◆ Data extract:
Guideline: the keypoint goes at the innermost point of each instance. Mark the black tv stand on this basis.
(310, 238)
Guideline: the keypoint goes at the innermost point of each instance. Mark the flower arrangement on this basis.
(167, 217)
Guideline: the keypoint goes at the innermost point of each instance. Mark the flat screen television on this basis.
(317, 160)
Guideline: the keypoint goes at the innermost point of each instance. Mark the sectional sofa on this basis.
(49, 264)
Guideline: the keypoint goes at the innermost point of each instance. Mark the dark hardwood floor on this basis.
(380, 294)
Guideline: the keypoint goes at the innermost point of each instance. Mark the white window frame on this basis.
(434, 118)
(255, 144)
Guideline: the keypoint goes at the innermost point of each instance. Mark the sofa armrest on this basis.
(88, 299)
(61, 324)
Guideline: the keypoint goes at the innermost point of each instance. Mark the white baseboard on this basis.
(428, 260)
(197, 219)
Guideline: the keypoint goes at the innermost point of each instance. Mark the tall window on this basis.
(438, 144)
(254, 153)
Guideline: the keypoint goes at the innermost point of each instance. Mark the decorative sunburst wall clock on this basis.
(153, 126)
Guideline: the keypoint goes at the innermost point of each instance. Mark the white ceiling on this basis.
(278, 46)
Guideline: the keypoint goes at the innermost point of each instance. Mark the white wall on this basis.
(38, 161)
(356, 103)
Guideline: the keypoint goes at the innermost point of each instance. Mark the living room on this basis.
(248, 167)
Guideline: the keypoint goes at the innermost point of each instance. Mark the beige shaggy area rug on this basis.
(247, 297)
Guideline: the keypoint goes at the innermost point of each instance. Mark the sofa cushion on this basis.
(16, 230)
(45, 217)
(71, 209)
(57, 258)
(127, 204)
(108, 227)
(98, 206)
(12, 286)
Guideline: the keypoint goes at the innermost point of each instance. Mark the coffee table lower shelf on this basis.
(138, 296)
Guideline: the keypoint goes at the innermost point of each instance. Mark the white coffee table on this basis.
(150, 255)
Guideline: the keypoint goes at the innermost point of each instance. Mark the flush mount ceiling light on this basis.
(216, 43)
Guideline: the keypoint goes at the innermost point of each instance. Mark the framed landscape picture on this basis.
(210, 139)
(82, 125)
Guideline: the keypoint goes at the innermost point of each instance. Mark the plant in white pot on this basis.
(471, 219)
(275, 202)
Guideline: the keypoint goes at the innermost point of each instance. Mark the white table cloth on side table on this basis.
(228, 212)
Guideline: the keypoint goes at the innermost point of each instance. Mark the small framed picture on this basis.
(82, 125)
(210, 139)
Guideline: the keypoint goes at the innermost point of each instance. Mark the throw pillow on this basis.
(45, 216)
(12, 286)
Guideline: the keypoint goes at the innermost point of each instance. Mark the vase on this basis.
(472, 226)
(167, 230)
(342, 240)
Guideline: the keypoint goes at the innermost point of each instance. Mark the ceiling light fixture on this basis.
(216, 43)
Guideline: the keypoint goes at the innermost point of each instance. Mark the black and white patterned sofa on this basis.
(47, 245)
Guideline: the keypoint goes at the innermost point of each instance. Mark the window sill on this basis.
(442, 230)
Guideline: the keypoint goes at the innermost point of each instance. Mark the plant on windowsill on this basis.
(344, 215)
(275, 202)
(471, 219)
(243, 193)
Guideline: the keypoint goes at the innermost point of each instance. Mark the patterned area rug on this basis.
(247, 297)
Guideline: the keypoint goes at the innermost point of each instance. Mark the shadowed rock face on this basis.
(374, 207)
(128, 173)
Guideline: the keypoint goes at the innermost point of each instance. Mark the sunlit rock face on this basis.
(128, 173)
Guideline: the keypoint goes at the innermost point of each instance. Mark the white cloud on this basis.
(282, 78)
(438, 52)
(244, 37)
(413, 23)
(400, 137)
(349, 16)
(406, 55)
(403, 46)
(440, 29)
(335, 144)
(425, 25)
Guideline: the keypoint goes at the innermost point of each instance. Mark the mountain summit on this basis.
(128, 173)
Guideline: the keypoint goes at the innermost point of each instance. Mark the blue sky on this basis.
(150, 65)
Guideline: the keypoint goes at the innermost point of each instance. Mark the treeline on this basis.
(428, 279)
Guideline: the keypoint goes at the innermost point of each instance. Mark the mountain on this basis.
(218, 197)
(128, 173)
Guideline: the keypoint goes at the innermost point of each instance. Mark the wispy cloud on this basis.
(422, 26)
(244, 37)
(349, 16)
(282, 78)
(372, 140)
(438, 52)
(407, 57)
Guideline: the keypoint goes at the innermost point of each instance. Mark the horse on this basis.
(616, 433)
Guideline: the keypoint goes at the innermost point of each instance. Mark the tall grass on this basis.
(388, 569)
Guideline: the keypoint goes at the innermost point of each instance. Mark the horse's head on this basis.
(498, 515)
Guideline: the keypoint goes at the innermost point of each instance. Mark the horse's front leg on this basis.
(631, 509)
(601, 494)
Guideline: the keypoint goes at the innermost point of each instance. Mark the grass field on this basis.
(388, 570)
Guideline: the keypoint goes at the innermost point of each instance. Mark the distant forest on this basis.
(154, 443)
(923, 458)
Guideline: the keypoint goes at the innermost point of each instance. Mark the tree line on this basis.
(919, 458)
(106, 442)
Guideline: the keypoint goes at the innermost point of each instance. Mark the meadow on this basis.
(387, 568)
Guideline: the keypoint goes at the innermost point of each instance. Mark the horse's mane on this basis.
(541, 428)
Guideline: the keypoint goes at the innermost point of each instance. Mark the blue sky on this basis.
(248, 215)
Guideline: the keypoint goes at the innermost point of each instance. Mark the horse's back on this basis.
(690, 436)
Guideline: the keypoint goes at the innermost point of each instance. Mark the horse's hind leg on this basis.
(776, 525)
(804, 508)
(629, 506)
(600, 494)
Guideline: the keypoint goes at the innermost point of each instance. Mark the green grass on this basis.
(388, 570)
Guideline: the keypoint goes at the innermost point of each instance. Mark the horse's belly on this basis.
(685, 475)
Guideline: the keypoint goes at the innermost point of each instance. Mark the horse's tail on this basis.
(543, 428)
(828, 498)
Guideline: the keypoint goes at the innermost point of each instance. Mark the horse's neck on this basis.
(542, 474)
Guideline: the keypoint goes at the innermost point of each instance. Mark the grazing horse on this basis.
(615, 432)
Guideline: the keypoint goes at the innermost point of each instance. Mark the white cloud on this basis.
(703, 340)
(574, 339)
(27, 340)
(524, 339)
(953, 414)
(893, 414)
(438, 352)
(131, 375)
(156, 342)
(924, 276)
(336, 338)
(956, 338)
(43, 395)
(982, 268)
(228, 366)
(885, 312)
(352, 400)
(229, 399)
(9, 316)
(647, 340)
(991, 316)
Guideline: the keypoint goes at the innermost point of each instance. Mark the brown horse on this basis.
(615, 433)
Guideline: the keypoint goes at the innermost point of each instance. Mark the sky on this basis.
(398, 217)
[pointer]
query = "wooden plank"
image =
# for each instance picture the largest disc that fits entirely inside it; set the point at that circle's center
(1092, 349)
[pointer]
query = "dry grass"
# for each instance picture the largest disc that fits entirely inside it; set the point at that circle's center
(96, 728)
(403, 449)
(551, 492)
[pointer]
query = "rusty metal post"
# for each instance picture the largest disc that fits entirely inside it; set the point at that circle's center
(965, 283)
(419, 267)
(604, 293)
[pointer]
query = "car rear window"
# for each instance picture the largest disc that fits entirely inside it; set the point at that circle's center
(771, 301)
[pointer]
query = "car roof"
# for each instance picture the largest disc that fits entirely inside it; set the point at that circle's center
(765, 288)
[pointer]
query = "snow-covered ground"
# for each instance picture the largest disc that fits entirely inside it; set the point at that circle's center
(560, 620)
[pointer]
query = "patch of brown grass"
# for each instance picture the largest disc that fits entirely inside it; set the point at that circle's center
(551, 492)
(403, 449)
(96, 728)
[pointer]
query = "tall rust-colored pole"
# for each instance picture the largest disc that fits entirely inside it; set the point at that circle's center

◆ Task to complete:
Go through the material above and report each line containing "query".

◆ Written solution:
query = "wooden plank"
query = "dry grass"
query = "rusty metal post"
query = "car rear window"
query = "car roof"
query = "snow-covered ground"
query = "patch of brown grass"
query = "tall rust-colored pole"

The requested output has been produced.